In the passage on the social gospel and race relations, what did Harlan Paul Douglass do after witnessing the 1906 riot at Springfield, Missouri?

• [Supplied text]:
____

In April 1906, the Congregational pastor at Springfield, Missouri, witnessed one of the decade’s most brutal race riots. A mob of white men seized three black men, hung their bodies from an electric light post, which was surmounted by a replica of the Statue of Liberty, and burned them. Horrified by the mob action, the venality and weakness of local authorities, and his own inability to improve race relations substantially as a pastor, Harlan Paul Douglass gave up his church and devoted the next fifteen years of his life to the American Missionary Association’s work for the education of black people. His book, Christian Reconstruction in the South, was the decade’s most powerful statement of an evangelical neoabolitionism that helped to revive racial reform in the twentieth century. Douglass’s interest in race relations is noteworthy because a decade earlier, while serving as a pastor in bucolic Ames, Iowa, he was among the first to use the term the social gospel.1 It was given currency as the title of a journal published by white Christian communitarians in rural Georgia who hoped to build a school modeled on Booker T. Washington’s Tuskegee Institute.2 Referring generally to a fresh application of the insights of the Christian faith to pressing problems of the social order, it gained widespread circulation among contemporary religious reformers. In retrospect, historians have used it to describe late nineteenth- and early twentieth-century Christian efforts to address the social problems of the age, which they see as functions of urban and industrial growth.3
But if Harlan Paul Douglass’s phrase lived on, awareness of his effort to apply the “social gospel” in race relations has not. Indeed, most historians do not see the prophets of American social Christianity as having much interest in race relations. The account most widely accepted was neatly captured in Rayford Logan’s phrase, “the astigmatism of the social gospel.” It suggests that, preoccupied with the ills of the new industrial order, the prophets of social Christianity either ignored or betrayed the freedmen and left their fortunes in the hands of a hostile white South. The indictment of the social gospel on this count hinges upon the racism of Josiah Strong, the faithlessness of Lyman Abbott, and the complicity in silence of Washington Gladden, Walter Rauschenbusch, and others.4 If this is an accurate assessment, Abbott wrote his own indictment. “The selfish prejudice of indifference,” said the Christian Union’s editor, “is not one whit more holy than the selfish prejudice of open aggression.”5
This criticism of the social gospel prophets is widely shared, but there have been scattered voices of dissent. William A. Clebsch, for example, asserted that “it was the social gospelers, notably Abbott and Strong, whose theological thrusts first effectively challenged racial superiority in American Protestantism.” By focusing on the interests of particular individuals or groups, however, Clebsch and other dissenters produced no reinterpretation of the movement as a whole.6 More important, neither point of view quite comprehends both the high lights and deep shadows of American social Christianity’s record in race relations.

____

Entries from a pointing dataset
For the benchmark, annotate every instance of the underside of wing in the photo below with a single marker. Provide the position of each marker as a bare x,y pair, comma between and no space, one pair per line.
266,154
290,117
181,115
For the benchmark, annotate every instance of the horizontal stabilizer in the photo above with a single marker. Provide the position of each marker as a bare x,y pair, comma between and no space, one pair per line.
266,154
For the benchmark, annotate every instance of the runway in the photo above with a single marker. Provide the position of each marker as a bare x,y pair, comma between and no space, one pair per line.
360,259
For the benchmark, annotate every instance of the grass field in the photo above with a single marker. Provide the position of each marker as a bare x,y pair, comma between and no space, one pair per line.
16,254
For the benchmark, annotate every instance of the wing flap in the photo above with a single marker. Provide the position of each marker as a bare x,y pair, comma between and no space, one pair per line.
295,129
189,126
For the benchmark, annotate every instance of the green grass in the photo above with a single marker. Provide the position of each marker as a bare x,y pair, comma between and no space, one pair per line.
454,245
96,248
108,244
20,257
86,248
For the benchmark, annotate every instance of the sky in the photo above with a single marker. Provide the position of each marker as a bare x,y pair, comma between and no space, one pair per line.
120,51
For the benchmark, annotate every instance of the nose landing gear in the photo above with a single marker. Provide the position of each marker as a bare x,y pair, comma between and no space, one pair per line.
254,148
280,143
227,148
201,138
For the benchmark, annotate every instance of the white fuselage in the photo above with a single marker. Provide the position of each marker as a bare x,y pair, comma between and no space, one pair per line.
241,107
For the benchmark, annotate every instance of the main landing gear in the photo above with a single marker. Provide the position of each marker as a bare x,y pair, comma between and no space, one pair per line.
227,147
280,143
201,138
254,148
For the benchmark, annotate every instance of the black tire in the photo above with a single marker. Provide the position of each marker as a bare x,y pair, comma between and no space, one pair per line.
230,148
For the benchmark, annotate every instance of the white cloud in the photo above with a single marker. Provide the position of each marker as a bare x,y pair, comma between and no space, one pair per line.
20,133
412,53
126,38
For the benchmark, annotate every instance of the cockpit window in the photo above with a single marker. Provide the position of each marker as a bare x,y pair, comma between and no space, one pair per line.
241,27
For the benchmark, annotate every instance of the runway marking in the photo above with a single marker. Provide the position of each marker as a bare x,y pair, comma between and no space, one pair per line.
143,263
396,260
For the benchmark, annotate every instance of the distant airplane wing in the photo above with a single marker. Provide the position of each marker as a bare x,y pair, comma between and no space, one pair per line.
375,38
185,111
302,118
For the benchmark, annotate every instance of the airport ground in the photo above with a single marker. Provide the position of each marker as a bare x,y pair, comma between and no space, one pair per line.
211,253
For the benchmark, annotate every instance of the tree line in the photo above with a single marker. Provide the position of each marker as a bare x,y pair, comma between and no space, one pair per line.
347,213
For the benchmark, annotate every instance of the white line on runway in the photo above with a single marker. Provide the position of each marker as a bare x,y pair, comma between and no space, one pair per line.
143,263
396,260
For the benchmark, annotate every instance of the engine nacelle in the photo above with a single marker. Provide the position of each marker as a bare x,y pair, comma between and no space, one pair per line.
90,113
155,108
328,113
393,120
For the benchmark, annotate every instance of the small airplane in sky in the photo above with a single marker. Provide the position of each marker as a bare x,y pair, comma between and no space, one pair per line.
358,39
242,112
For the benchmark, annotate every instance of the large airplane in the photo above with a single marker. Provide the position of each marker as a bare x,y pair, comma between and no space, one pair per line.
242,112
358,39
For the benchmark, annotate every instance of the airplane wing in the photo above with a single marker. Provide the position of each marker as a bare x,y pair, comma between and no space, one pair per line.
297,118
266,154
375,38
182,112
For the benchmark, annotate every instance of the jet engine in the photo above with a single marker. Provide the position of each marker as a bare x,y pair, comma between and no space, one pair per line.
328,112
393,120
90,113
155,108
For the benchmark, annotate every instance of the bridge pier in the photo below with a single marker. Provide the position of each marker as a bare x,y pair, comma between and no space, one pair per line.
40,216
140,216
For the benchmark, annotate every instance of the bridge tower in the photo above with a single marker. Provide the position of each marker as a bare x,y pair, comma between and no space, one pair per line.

____

• [Written solution]: He gave up his church and devoted the next fifteen years of his life to the American Missionary Association's work for the education of black people.